# TEXT UNDER STUDY
===
Posted by: janetleigh | August 3, 2008

Sad Day on Earth, indeed

Freedom fighters mourn
soviet dissident’s death-
legacy lives on

Aleksandr Isayevich Solzhenitsyn (born December 11, 1918) is a Russian novelist, dramatist and historian. Through his writings, he made the world aware of the Gulag, the Soviet labor camp system, and, for these efforts, Solzhenitsyn was both awarded the Nobel Prize in Literature in 1970 and exiled from the Soviet Union in 1974. He returned to Russia in 1994. In 1994, he was elected as a member of Serbian Academy of Sciences and Arts in the Department of Language and Literature.  Read more on Wikipedia.


Responses

  1. Yes, a sad day indeed Janet.

    Thank you for lending your note to this day’s sad mournful dirge, Jo.

  2. I found an old TIME magazine cover image of Solzhenitsyn without his whiskers, and I put it on the re-posting of your poem on FFTR. Hope you find the energy to make some more comments relative to the plethera of poetry, lyrics, and anti-war data included over the last weeks. Like so many others I look forward to your responses on my own site.

    Glenn

    Yes, I’ve been meaning to tell you that I’m always taken aback when I stumble upon a poem of mine that you’ve so graciously display on your own blog, Feel Free to Read, Glenn! Every once in a while, I don’t notice right away that it’s something I’ve written. I’m just about getting ready to think, “man, this is really..” when I realize it’s mine and have to slap those thoughts away with, “you’rrrrrrrre soooooooooo vain” kind of reprimand. Does this ever happen to you? Seriously. I also think you’ve honored our fighting men by putting their work up on your site. I mean, whether one agrees or disagrees with this war or any war, soldiers are just doing/going what/where they’re told. Not all soldiers are wedded to the war machine, but rather have a marriage of responsibility and duty to keep their fellowmen free and safe. What’s wrong with that? And some of the writing has made my eyes tear up, Glenn. (Especially the ball turret one.. oh God!)

  3. At least the man lived to be 89, and that is an accomplishment in itself. One of his first major works, A DAY IN THE LIFE OF IVAN DENISOVICH, became a good film starring Tom Courtney. Check it out on Netflix.

    Yes, I remember that film and Tom Courtney especially. It was a disturbing, dark, depressing film and I remember it spurned me on to read the Gulag thingee, Glenn. I remember being stunned that Man could treat fellow men so cruelly. It was the end of my childhood as I knew it..;>

    He nearly died of cancer in 1954, and finally the government allowed him to get treatment. His novel, THE CANCER WARD, is very enlightening as well. Nice to see you are a Wiki frequenter as well. Lots of good stuff listed there; instant research on just about every inquiry.
===
# EXCERPTED DATA
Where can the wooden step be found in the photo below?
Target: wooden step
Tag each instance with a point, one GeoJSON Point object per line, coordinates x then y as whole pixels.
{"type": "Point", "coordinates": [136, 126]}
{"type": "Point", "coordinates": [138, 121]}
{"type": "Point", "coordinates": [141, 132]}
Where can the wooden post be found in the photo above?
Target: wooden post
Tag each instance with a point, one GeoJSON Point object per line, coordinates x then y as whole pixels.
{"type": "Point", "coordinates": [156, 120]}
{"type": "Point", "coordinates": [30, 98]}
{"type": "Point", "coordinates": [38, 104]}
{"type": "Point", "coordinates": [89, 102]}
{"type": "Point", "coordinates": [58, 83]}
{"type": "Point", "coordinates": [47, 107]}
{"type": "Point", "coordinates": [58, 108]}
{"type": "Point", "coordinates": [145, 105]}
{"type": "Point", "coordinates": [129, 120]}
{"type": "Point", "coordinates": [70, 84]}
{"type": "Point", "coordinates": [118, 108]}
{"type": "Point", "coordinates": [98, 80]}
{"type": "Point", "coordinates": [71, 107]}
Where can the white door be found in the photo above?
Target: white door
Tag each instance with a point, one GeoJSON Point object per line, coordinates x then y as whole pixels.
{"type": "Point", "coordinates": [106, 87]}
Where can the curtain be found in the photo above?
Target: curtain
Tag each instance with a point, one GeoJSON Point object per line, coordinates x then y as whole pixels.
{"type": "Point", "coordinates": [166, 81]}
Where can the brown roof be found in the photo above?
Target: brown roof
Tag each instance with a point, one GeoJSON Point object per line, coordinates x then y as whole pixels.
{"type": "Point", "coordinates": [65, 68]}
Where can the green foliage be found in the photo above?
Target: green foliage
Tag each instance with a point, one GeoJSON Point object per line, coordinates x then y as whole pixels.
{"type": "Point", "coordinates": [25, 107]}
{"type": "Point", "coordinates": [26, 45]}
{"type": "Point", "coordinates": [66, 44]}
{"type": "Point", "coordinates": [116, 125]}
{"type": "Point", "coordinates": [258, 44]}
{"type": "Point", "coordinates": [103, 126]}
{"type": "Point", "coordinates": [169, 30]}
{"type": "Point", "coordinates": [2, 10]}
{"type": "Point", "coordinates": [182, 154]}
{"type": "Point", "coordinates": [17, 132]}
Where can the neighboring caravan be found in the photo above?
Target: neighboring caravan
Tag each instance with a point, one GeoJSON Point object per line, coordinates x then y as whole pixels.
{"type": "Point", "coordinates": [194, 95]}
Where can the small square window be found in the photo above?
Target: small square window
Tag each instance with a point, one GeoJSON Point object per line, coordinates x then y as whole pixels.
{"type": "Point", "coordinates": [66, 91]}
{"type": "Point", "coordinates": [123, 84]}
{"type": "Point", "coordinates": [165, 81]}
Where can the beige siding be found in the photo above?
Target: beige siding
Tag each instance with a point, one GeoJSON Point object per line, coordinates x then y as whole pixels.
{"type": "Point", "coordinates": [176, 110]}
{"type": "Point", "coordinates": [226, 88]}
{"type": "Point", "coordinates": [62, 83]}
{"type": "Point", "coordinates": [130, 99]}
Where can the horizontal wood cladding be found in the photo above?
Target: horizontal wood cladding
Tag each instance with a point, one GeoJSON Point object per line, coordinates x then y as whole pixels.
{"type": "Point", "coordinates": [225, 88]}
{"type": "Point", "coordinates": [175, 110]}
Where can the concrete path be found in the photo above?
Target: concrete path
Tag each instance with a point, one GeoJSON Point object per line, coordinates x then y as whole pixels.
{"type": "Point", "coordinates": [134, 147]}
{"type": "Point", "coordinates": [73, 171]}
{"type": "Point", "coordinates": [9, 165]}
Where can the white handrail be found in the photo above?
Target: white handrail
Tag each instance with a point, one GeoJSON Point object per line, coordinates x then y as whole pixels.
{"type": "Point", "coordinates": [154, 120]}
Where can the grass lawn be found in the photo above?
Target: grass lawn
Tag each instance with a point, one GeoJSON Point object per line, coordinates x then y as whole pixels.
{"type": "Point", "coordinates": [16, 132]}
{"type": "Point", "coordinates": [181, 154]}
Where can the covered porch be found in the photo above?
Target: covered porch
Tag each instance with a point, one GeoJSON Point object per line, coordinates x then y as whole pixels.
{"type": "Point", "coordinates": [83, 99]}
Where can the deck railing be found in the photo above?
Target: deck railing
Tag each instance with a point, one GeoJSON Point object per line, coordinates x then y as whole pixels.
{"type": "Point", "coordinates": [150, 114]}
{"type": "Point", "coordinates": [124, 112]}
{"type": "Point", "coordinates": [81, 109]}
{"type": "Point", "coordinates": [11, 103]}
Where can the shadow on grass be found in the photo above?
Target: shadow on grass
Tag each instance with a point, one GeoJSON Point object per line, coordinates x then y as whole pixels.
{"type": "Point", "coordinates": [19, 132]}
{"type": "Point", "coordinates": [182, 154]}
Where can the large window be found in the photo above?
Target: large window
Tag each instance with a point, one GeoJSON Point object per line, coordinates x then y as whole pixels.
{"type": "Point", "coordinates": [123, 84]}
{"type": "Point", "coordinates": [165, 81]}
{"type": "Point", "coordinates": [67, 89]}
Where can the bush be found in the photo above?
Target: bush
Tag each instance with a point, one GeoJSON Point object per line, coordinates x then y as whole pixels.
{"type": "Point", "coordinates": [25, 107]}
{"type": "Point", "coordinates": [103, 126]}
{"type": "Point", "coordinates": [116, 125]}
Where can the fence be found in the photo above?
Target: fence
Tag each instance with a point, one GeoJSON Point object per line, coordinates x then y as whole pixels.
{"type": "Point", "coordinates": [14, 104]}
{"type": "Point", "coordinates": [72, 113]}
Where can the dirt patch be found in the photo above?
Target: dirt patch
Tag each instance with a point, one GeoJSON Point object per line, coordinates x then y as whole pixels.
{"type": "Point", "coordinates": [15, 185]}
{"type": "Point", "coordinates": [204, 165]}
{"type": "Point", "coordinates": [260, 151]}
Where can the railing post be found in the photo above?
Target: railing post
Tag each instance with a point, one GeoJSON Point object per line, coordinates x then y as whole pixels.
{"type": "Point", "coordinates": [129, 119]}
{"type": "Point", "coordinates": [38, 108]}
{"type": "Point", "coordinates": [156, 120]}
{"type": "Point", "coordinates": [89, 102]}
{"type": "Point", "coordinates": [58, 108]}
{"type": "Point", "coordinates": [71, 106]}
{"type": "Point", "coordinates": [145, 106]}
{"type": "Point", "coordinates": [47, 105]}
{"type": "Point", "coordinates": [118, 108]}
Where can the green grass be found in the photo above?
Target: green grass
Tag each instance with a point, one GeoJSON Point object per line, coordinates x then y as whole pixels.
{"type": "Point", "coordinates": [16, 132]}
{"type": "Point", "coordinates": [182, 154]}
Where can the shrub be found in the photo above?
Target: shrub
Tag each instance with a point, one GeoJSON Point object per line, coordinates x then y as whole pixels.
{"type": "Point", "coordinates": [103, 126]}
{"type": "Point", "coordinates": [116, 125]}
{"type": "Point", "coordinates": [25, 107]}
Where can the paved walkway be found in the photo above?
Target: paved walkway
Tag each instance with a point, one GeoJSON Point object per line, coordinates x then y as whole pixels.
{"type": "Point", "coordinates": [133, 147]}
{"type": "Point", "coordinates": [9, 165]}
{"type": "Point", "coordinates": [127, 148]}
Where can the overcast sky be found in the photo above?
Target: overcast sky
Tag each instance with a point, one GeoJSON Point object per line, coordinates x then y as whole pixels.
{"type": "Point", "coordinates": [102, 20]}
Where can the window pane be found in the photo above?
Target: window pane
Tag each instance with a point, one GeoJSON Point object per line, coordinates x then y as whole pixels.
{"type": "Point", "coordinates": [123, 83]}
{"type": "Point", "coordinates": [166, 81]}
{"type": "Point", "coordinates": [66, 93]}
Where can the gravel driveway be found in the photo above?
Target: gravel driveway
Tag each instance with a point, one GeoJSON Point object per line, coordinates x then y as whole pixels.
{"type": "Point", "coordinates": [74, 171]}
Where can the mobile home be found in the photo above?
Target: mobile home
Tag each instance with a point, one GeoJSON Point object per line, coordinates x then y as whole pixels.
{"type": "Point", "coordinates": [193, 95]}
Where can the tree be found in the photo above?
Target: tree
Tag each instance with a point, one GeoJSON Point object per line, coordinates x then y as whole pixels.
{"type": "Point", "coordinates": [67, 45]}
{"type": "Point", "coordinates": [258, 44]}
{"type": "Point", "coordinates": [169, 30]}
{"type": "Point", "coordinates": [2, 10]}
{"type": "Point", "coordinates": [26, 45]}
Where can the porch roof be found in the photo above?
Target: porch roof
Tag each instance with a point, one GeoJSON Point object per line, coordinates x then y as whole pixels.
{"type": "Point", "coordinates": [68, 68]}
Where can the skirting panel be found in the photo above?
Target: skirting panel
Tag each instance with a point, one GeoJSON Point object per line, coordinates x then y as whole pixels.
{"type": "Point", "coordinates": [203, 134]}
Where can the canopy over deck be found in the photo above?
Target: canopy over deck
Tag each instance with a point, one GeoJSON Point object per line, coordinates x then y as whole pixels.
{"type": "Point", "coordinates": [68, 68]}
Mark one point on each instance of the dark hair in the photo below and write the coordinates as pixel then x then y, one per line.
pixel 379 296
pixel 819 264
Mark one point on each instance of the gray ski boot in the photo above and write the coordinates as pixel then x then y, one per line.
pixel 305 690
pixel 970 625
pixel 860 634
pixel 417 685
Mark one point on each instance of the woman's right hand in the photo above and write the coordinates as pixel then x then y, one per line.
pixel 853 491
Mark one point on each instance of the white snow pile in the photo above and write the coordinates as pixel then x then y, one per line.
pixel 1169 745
===
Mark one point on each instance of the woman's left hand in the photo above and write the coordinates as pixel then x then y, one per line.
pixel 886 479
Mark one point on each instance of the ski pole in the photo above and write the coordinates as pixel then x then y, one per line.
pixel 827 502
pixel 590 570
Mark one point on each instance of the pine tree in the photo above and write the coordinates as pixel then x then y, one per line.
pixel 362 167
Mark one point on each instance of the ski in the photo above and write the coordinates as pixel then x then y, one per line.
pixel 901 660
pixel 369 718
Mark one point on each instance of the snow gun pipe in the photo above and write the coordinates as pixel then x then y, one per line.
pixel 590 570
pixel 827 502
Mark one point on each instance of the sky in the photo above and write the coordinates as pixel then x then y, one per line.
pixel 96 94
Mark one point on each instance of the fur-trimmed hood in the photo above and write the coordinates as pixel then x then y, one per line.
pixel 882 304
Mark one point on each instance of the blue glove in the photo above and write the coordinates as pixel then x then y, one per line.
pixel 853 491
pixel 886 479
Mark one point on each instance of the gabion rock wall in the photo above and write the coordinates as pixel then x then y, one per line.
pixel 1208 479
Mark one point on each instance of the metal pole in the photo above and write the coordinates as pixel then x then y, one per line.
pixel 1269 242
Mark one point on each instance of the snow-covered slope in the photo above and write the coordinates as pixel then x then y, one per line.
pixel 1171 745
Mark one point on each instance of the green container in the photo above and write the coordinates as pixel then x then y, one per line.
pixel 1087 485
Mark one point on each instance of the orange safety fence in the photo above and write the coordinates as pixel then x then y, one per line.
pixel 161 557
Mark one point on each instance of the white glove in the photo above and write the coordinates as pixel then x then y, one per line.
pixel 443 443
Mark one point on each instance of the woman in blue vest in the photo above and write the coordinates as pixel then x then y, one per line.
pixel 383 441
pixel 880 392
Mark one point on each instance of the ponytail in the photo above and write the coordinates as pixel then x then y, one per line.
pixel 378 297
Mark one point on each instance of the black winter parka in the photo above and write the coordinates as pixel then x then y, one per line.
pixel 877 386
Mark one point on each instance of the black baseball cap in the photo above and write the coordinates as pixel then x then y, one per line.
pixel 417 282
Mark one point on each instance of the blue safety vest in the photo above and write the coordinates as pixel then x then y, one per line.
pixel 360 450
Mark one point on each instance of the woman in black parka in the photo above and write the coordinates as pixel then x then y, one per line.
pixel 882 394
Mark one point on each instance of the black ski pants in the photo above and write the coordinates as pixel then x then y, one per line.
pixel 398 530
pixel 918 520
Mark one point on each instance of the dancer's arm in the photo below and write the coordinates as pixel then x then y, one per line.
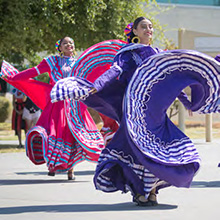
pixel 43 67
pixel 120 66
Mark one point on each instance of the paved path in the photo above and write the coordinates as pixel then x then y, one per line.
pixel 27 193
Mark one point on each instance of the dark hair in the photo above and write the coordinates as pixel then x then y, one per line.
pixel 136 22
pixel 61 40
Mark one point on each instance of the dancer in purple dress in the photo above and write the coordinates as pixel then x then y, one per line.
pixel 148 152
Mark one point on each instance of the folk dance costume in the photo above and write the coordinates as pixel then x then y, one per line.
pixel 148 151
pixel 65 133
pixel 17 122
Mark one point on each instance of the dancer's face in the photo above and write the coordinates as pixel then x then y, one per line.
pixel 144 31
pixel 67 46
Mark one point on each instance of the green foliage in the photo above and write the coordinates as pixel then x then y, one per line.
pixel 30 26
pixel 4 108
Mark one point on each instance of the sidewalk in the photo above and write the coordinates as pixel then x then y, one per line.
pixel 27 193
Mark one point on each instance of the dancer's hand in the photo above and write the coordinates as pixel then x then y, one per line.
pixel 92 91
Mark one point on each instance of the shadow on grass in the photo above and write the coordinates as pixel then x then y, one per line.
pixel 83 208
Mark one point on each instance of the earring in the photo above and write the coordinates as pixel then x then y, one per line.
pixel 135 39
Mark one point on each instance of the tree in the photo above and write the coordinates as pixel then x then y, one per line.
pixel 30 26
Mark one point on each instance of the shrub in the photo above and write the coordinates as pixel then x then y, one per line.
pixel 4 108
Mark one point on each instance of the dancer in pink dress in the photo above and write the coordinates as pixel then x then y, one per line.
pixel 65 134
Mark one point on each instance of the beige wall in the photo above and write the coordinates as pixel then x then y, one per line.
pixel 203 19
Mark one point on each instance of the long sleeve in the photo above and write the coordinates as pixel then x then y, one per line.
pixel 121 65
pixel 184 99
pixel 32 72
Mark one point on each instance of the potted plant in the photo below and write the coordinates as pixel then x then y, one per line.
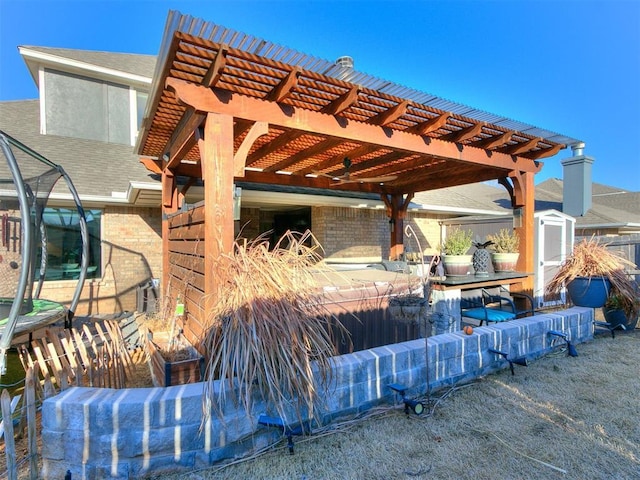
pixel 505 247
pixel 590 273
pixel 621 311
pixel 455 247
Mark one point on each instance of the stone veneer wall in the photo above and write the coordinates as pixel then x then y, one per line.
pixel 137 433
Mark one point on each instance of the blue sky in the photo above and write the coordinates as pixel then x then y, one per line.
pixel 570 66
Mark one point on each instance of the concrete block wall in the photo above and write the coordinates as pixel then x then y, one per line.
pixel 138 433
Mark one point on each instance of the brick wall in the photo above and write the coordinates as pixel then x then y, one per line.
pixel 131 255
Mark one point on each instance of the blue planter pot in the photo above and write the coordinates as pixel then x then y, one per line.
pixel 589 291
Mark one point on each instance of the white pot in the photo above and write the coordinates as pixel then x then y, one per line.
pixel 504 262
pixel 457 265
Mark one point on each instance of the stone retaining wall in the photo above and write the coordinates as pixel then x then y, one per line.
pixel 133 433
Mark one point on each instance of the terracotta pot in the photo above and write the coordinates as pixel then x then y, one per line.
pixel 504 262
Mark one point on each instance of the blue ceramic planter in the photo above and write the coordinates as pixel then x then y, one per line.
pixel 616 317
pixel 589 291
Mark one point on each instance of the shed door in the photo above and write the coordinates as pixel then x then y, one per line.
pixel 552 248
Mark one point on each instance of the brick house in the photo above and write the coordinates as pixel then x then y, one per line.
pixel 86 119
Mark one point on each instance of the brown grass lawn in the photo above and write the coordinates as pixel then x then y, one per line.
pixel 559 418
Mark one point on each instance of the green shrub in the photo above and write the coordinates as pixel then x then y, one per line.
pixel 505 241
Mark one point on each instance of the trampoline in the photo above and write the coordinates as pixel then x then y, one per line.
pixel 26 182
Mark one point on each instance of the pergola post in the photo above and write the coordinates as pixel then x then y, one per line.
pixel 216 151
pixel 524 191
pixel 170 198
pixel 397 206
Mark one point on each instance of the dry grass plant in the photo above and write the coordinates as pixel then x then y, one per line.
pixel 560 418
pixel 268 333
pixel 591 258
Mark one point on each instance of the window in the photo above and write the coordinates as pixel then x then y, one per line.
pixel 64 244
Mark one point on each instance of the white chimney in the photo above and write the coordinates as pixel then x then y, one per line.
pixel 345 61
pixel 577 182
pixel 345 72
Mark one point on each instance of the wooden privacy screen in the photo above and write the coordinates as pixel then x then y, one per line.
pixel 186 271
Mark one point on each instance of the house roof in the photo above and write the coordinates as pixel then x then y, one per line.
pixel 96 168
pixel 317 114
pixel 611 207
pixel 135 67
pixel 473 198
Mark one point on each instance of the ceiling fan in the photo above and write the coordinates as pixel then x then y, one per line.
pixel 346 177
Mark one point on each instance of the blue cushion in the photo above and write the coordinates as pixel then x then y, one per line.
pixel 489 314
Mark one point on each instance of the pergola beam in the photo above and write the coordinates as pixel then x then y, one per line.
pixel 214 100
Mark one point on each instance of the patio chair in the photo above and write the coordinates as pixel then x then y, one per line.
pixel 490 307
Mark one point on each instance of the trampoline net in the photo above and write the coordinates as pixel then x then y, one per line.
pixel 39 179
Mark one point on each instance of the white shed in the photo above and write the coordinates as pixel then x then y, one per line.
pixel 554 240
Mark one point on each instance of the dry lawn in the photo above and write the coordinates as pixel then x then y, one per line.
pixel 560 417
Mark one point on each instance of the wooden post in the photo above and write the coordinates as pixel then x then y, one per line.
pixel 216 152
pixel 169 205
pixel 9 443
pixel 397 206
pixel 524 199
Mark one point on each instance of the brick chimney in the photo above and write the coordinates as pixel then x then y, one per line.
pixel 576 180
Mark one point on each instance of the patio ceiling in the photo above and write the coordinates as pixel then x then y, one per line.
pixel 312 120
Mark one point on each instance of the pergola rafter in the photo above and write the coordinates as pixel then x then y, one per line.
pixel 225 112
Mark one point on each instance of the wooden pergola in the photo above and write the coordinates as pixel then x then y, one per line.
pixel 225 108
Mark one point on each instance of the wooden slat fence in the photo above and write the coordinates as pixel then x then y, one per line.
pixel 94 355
===
# EXERCISES TO COMPLETE
1. Reproduce the passage of the Solzhenitsyn blog post that opens with the words containing "3. At least" and closes with "about every inquiry.".
2. Carry the Solzhenitsyn blog post forward, beginning right after its final sentence.

# ANSWERS TO THE PROBLEMS
1.
3. At least the man lived to be 89, and that is an accomplishment in itself. One of his first major works, A DAY IN THE LIFE OF IVAN DENISOVICH, became a good film starring Tom Courtney. Check it out on Netflix.

    Yes, I remember that film and Tom Courtney especially. It was a disturbing, dark, depressing film and I remember it spurned me on to read the Gulag thingee, Glenn. I remember being stunned that Man could treat fellow men so cruelly. It was the end of my childhood as I knew it..;>

    He nearly died of cancer in 1954, and finally the government allowed him to get treatment. His novel, THE CANCER WARD, is very enlightening as well. Nice to see you are a Wiki frequenter as well. Lots of good stuff listed there; instant research on just about every inquiry.

2.
    Oh, yes, I dig Wiki and use it a lot, although I’ve been a researcher by trade and by nature and can find anything online. (Please, NO CHALLENGES! I’m used to getting paid for my services.) I think at some point I was going to read THE CANCER WARD and then got distracted. Maybe someday..

    Janet, you are always the first to jump in and “care” about things. Kudos to you for doing so, whether it is a famous race horse being put down, or terrible storms killing folks in the midwest–you lead with your heart.

    Glenn

    You’re make me blush, Glenn. But don’t let that stop you!. *snort*

  4. Alexandr Solzenitsyn has an admirable courage both men and women can emulate in speaking against the abuses of mankind. He willl be sorely missed and may his life story be an inspiration for others.

    There are few men who have spoken truth to power so eloquently or so consistently than Solzenitsyn, Tom, and we all ought to heed his words of truth before it’s too late – even for a nation as great as ours. It doesn’t take much to tip the scales from freedom to tyranny. It can all come down to one person’s finger on the scale. I hope historians will take this moment in time to really explain to the younger generations what this man did for the cause of freedom and why someone better step into the gap before freedom becomes a fading memory in Mankind’s mind.

    One thing I like to remind others of, especially those who help regimes come into tyrannical power is this: you’re what’s known as the first tier and you go first because you have the goods on the power’s rise, and then comes the second tier. The killing goes on until there’s no one living in the new regime who holds physical proof of the crimes committed. Sobering thoughts, eh?

  5. He indeed was a fascinating man.